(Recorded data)
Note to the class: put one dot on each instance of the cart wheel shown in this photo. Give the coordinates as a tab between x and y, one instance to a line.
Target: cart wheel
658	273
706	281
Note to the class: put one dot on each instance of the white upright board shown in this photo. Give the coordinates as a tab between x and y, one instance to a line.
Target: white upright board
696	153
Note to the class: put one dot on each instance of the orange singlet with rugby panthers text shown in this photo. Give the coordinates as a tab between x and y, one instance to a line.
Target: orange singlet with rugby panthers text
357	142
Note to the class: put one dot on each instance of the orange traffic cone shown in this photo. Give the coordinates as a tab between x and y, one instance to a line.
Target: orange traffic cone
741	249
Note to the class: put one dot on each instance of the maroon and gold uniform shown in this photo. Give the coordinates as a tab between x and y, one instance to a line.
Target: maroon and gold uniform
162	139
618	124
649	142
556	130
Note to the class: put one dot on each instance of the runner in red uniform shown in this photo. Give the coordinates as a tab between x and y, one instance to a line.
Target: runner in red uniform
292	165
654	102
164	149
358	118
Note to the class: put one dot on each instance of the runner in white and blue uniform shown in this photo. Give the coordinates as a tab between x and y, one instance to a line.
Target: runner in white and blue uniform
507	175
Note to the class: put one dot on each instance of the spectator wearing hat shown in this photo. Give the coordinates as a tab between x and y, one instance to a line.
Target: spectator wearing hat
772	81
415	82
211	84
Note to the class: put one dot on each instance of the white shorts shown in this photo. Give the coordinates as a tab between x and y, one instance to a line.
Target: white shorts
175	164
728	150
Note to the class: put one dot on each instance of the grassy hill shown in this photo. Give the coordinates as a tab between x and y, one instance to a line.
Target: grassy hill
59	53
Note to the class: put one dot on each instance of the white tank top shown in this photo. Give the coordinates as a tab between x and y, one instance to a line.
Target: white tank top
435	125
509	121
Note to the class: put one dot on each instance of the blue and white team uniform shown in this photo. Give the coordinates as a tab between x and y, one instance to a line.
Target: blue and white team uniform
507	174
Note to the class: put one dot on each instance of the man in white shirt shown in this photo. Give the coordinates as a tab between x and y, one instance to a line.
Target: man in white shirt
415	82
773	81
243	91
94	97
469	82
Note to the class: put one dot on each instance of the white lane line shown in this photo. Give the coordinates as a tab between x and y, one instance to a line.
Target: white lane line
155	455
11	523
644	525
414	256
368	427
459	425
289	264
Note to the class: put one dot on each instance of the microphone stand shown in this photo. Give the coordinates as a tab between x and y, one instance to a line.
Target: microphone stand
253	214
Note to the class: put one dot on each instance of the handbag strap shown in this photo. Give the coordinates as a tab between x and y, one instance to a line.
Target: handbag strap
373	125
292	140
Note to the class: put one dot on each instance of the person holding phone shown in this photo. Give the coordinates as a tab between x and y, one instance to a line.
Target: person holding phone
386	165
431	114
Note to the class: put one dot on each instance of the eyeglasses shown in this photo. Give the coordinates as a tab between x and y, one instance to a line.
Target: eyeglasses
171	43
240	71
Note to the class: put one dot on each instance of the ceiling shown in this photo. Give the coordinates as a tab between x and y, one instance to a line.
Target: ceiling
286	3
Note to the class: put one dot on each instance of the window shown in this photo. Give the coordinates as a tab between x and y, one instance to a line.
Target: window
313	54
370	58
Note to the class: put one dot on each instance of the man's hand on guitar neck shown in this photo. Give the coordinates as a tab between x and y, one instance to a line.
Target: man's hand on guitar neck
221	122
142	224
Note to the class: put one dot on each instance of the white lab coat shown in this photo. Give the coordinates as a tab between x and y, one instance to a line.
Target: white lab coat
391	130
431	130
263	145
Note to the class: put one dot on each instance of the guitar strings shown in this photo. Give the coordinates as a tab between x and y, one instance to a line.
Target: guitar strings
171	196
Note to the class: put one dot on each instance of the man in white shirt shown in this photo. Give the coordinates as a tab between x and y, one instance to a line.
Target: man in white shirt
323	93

- Instructions for the task -
Print every line of the records exactly. Omit nothing.

- Solution to this problem -
Note to the class: put one dot on each instance of the cart wheel shown in this photo. Give the coordinates as a tab between x and y, one instance to a line.
Target: cart wheel
658	273
706	281
Note to the class: put one dot on each instance of the white upright board shown in this photo. Give the coordinates as a tab between x and y, one instance to a line.
Target: white upright board
696	153
Note to the class: put one dot on each instance of the orange singlet with rugby panthers text shown in this photo. Give the coordinates as a tab between x and y, one instance to a line.
Target: orange singlet with rugby panthers text
357	142
Note to the class: put one dot on each instance of the orange traffic cone shown in this photo. Give the coordinates as a tab between x and y, one instance to a line.
Target: orange traffic cone
741	249
Note to the class: put one dot on each instance of the maroon and gold uniform shown in this photo. Give the coordinates as a tab between x and y, one instance to a line.
Target: maroon and gold uniform
162	139
618	124
649	142
556	130
Note to the class: put one dot on each instance of the runner in red uniform shown in this photo. Give the coordinates as a tab between x and y, one instance to a line.
Target: runner in red uniform
292	165
654	102
164	149
358	118
Note to the class: put one dot on each instance of the runner in white and blue uniform shown in this photo. Give the coordinates as a tab between x and y, one instance to a line.
Target: runner in white and blue uniform
507	175
Note to the class: put one dot on each instance of the spectator wearing hat shown in this photo. Give the coordinates as a tab between x and y, one instance to a line.
Target: spectator wearing hat
772	81
415	82
211	84
Note to the class: put one dot on each instance of the white shorts shown in this photo. Give the coordinates as a tab between x and y, one instance to a line.
Target: white shorts
175	164
728	150
Note to the class: put one dot on each instance of the grassy hill shown in this photo. Give the coordinates as a tab between x and y, one instance to a line.
Target: grassy hill
59	53
Note to the class: put one dot on each instance of the white tank top shown in this photo. Give the coordinates as a tab between x and y, one instance to a line.
Target: white tank top
435	125
509	121
Note to the class: put one dot on each instance of the blue and white team uniform shown in this photo. Give the coordinates as a tab between x and y, one instance to a line.
Target: blue and white team uniform
507	174
Note to the class: put one dot on each instance of the man in white shirt shown in this photo. Give the coordinates as a tab between x and y, one instance to a line.
Target: man in white shirt
415	82
773	81
243	91
94	97
469	82
Note to the class: put one dot on each instance of the white lane line shown in this photo. Give the coordinates as a tab between x and y, one instance to a line.
Target: white lane line
155	455
11	523
644	525
414	256
368	427
459	425
289	264
Note to the class: put one dot on each instance of the microphone stand shown in this photo. Give the coordinates as a tab between x and y, one instance to a line.
Target: microphone stand
253	214
Note to the class: put one dot on each instance of the handbag strap shown in this photo. Give the coordinates as a tab between x and y, one instance to a line.
Target: handbag strap
373	125
292	140
Note to the class: put one dot on each instance of the person holding phone shown in this photo. Give the coordinates as a tab between x and y, one instance to a line.
Target: person holding phone
386	165
431	114
Note to the class: put one dot on each instance of the eyeglasses shown in this photo. Give the coordinates as a tab between x and y, one instance to a line.
Target: eyeglasses
171	43
240	71
Note to the class: put one dot on each instance of the ceiling shown in this photo. Give the coordinates as a tab between x and y, one instance to a line.
Target: ceiling
286	3
Note to the class: put one dot on each instance of the window shown in this photo. Give the coordinates as a tab between x and y, one instance to a line.
Target: window
313	54
370	58
Note to the class: put one dot on each instance of the man's hand on guitar neck shown in this photo. Give the coordinates as a tab between x and y, one instance to a line.
Target: man's hand on guitar neck
221	122
142	224
Note to the class: put one dot on each instance of the white lab coat shown in this photo. Give the coordinates as a tab between x and y, one instance to a line.
Target: white lab coat
391	130
431	130
263	145
Note to the class: put one dot on each instance of the guitar strings shown in this photo. Give the coordinates as a tab between x and y, one instance to a line.
Target: guitar strings
171	196
Note to the class: put one dot on each instance of the man in white shirt shown in this photo. Give the coordinates as a tab between x and y, one instance to a line.
Target: man in white shirt
323	93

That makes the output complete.